EXERCISE REQUIREMENTS
Restate the following entries exactly, including every line.
# # # #
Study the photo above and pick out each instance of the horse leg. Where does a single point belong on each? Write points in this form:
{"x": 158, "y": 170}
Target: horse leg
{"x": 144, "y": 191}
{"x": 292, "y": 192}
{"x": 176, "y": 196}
# # # #
ANSWER
Study the photo above and pick out each instance of the horse leg. Where does a single point belong on each? Write points in this form:
{"x": 158, "y": 170}
Target: horse leg
{"x": 144, "y": 191}
{"x": 292, "y": 192}
{"x": 176, "y": 196}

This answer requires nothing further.